What is expected: Put the lines from the start of the entries below through the line containing "[[[27,8],[26,8],[27,13],[32,14],[32,8],[33,8],[32,5],[27,6]]]" into a numbered list, skipping blank lines. Leave the pictures out.

[Collection entries]

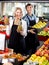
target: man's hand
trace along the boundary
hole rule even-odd
[[[36,34],[36,33],[34,32],[34,29],[30,29],[29,32],[32,33],[32,34]]]

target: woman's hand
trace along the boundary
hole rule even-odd
[[[36,33],[34,32],[34,29],[30,29],[29,32],[32,33],[32,34],[36,34]]]
[[[13,65],[13,64],[10,62],[7,62],[7,63],[4,63],[3,65]]]

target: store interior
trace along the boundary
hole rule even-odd
[[[38,30],[39,46],[36,52],[29,55],[15,53],[8,48],[10,32],[13,25],[14,11],[20,7],[23,16],[26,15],[25,5],[33,5],[36,24],[32,26]],[[3,23],[4,16],[8,16],[7,25]],[[8,26],[9,22],[9,26]],[[6,31],[6,32],[5,32]],[[10,62],[13,65],[49,65],[49,2],[0,2],[0,64]]]

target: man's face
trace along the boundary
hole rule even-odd
[[[21,19],[22,18],[22,11],[20,9],[16,10],[15,15],[16,15],[17,19]]]
[[[27,8],[26,8],[27,13],[32,14],[32,8],[33,8],[32,5],[27,6]]]

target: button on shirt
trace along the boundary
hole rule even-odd
[[[32,14],[32,16],[26,14],[23,19],[27,22],[27,26],[29,26],[29,19],[32,21],[32,20],[35,20],[36,21],[36,16],[34,14]]]

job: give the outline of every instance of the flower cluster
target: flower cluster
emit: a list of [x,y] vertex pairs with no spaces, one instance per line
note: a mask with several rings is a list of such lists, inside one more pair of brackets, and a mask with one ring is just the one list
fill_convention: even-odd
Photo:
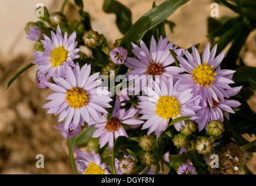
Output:
[[150,39],[121,38],[110,47],[79,12],[81,23],[69,24],[58,12],[49,16],[51,28],[29,23],[26,29],[41,45],[32,62],[35,80],[38,88],[53,92],[42,108],[58,115],[54,127],[67,139],[72,156],[74,149],[73,169],[164,174],[165,163],[169,173],[197,174],[205,163],[207,171],[207,160],[228,127],[225,121],[241,105],[231,97],[242,86],[233,85],[234,70],[222,69],[225,55],[217,45],[208,44],[200,55],[193,44],[178,48],[158,30]]

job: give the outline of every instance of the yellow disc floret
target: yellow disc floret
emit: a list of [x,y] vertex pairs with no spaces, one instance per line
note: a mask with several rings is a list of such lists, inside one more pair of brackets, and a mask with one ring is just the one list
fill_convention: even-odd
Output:
[[160,96],[157,101],[158,105],[155,106],[155,113],[162,118],[169,120],[170,118],[175,117],[180,112],[180,103],[176,98],[168,95]]
[[214,70],[212,69],[214,66],[206,65],[206,63],[207,62],[205,62],[204,64],[197,65],[192,71],[194,82],[199,83],[201,87],[203,85],[211,87],[211,84],[215,80],[214,76],[217,75],[217,73],[214,73]]
[[67,51],[63,46],[55,48],[52,52],[52,67],[61,65],[67,58]]
[[70,107],[80,109],[88,103],[88,93],[86,93],[80,88],[74,88],[66,91],[65,99]]
[[93,162],[90,163],[84,172],[84,174],[105,174],[105,170]]

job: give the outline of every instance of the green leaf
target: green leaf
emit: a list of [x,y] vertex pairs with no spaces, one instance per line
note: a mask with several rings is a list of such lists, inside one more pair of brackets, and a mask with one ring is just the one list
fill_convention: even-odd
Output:
[[116,15],[116,23],[120,32],[125,34],[131,27],[131,13],[125,6],[115,0],[105,0],[103,10]]
[[114,145],[112,149],[112,162],[111,164],[110,164],[111,170],[112,170],[113,174],[116,174],[116,171],[115,167],[115,158],[118,150],[122,146],[123,146],[123,145],[132,145],[133,144],[133,142],[130,139],[125,136],[122,135],[119,136],[115,141]]
[[10,85],[12,84],[12,83],[13,83],[14,81],[19,76],[20,76],[23,72],[24,72],[26,70],[30,68],[31,67],[33,66],[35,64],[30,63],[29,65],[26,65],[25,67],[20,69],[18,71],[17,73],[16,73],[12,78],[8,81],[6,85],[6,88],[8,88]]
[[74,146],[76,143],[76,141],[77,138],[77,136],[75,136],[72,138],[67,138],[67,148],[69,149],[69,158],[70,159],[71,166],[75,174],[77,174],[77,170],[76,170],[76,164],[74,159]]
[[79,17],[86,31],[91,29],[90,15],[81,9],[78,12]]
[[187,160],[189,158],[187,153],[183,152],[180,155],[169,155],[168,159],[170,162],[176,164],[177,165],[181,165],[187,163]]
[[176,117],[169,122],[169,126],[172,126],[173,124],[175,124],[175,123],[180,121],[187,120],[188,119],[190,119],[190,118],[191,116],[180,116],[179,117]]
[[88,127],[87,128],[84,129],[78,135],[76,141],[76,146],[78,147],[84,146],[88,141],[91,139],[93,133],[95,131],[97,128]]
[[151,9],[135,22],[126,33],[121,45],[129,50],[131,47],[131,42],[138,44],[147,31],[165,20],[189,1],[166,0]]
[[195,170],[198,174],[208,174],[207,165],[202,155],[197,153],[197,151],[187,152],[189,159],[195,167]]
[[253,80],[250,77],[248,78],[248,81],[250,83],[250,84],[251,86],[251,88],[256,91],[256,82],[255,82],[254,80]]
[[256,12],[253,8],[251,9],[234,6],[227,2],[226,0],[221,0],[221,2],[234,12],[236,12],[241,15],[245,16],[250,19],[256,19]]
[[129,149],[126,149],[127,152],[128,152],[128,153],[129,153],[130,155],[131,155],[131,156],[133,156],[133,159],[134,159],[134,161],[136,163],[139,163],[140,162],[140,158],[136,155],[136,153],[133,152],[133,151],[129,150]]
[[169,49],[169,51],[170,52],[170,53],[172,55],[172,56],[173,58],[174,61],[175,62],[175,64],[177,67],[179,67],[180,65],[179,64],[180,63],[180,62],[177,59],[177,53],[176,53],[176,52],[171,49]]

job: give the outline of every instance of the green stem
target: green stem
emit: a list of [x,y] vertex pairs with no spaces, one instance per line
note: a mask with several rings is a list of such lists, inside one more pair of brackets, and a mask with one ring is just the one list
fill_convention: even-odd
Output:
[[69,0],[65,0],[64,2],[63,2],[62,6],[61,7],[61,9],[60,11],[61,13],[63,13],[63,12],[64,12],[64,8],[66,3],[67,3],[67,1],[69,1]]
[[26,70],[32,67],[33,66],[35,65],[35,64],[30,63],[20,70],[17,73],[16,73],[12,78],[8,81],[6,85],[6,88],[8,88],[12,84],[12,83],[13,83],[13,81],[20,76],[21,75],[23,72],[24,72]]

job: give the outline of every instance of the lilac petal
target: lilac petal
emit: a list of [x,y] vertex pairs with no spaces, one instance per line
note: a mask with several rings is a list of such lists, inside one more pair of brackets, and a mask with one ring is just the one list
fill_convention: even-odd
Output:
[[142,120],[136,120],[136,119],[129,119],[125,120],[122,120],[122,123],[124,124],[142,124],[143,123],[144,123],[144,121]]

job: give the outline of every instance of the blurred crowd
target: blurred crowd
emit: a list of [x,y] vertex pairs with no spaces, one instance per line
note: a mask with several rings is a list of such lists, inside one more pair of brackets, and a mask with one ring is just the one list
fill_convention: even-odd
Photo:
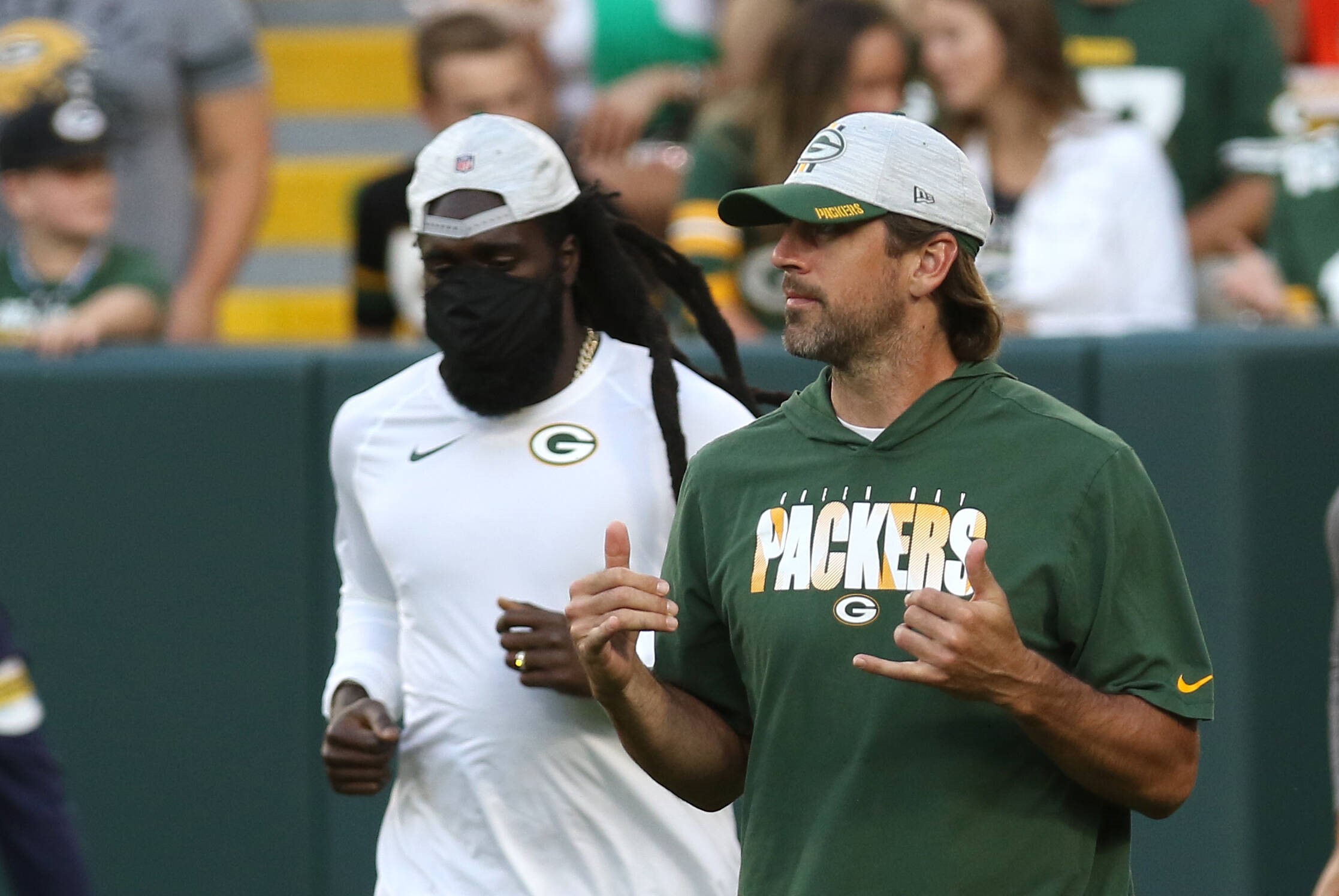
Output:
[[[716,201],[783,181],[856,111],[967,152],[1010,333],[1316,326],[1339,306],[1339,108],[1308,90],[1339,63],[1334,0],[404,7],[430,132],[478,111],[550,132],[703,269],[742,341],[782,322],[777,234]],[[1291,88],[1289,63],[1311,66]],[[214,338],[266,195],[265,78],[242,0],[0,0],[0,344]],[[352,207],[364,337],[422,326],[410,162]]]

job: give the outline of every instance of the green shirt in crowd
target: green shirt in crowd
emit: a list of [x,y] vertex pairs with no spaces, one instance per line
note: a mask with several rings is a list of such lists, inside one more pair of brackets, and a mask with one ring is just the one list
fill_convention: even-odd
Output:
[[902,598],[971,595],[988,563],[1023,642],[1079,679],[1213,715],[1172,531],[1134,452],[992,362],[873,443],[830,372],[688,468],[656,675],[751,740],[742,896],[1126,896],[1130,812],[1070,780],[998,706],[852,666]]
[[1232,140],[1273,134],[1283,53],[1252,0],[1055,0],[1055,12],[1083,96],[1165,142],[1186,207],[1227,182]]
[[108,286],[138,286],[166,308],[171,292],[153,257],[141,249],[112,243],[90,249],[63,284],[36,281],[25,274],[16,243],[0,251],[0,341],[19,338],[46,320],[78,308]]
[[1269,249],[1284,282],[1335,318],[1339,309],[1339,130],[1279,143]]
[[782,227],[736,229],[720,221],[716,203],[731,190],[758,186],[753,132],[734,122],[707,123],[692,136],[670,223],[670,243],[702,269],[716,305],[744,305],[759,324],[781,329],[786,296],[771,263]]

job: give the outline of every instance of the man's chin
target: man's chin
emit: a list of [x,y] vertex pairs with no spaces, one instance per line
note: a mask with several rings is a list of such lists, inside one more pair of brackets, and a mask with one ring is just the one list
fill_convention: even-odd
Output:
[[781,332],[781,345],[790,354],[797,358],[807,358],[810,361],[826,361],[825,357],[826,344],[814,332],[813,326],[803,326],[798,321],[794,321],[791,316],[786,314],[786,326]]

Expected answer:
1. target: man's hand
2. trace along the boundary
3. hole rule even-odd
4. [[[36,34],[36,33],[34,32],[34,29],[30,29],[29,32],[32,33],[32,34]]]
5. target: woman's hand
6. trace along the boundary
7. hole rule even-odd
8. [[[36,33],[34,32],[34,29],[30,29],[29,32],[32,33],[32,34],[36,34]]]
9. [[[13,65],[13,64],[10,62],[7,62],[7,63],[4,63],[3,65]]]
10. target: store interior
11. trace along the boundary
12. hole rule even-odd
13. [[[38,30],[39,46],[36,52],[29,55],[15,53],[8,48],[10,32],[13,25],[14,11],[20,7],[23,16],[26,15],[25,5],[33,5],[36,24],[32,26]],[[3,23],[4,16],[8,16],[7,25]],[[8,26],[9,22],[9,26]],[[6,31],[6,32],[5,32]],[[10,62],[13,65],[49,65],[49,2],[0,2],[0,64]]]
14. target: man's face
15. trace along the boundary
16. hole rule even-odd
17. [[[21,19],[22,18],[22,11],[20,9],[16,10],[15,15],[16,15],[17,19]]]
18. [[[27,8],[26,8],[27,13],[32,14],[32,8],[33,8],[32,5],[27,6]]]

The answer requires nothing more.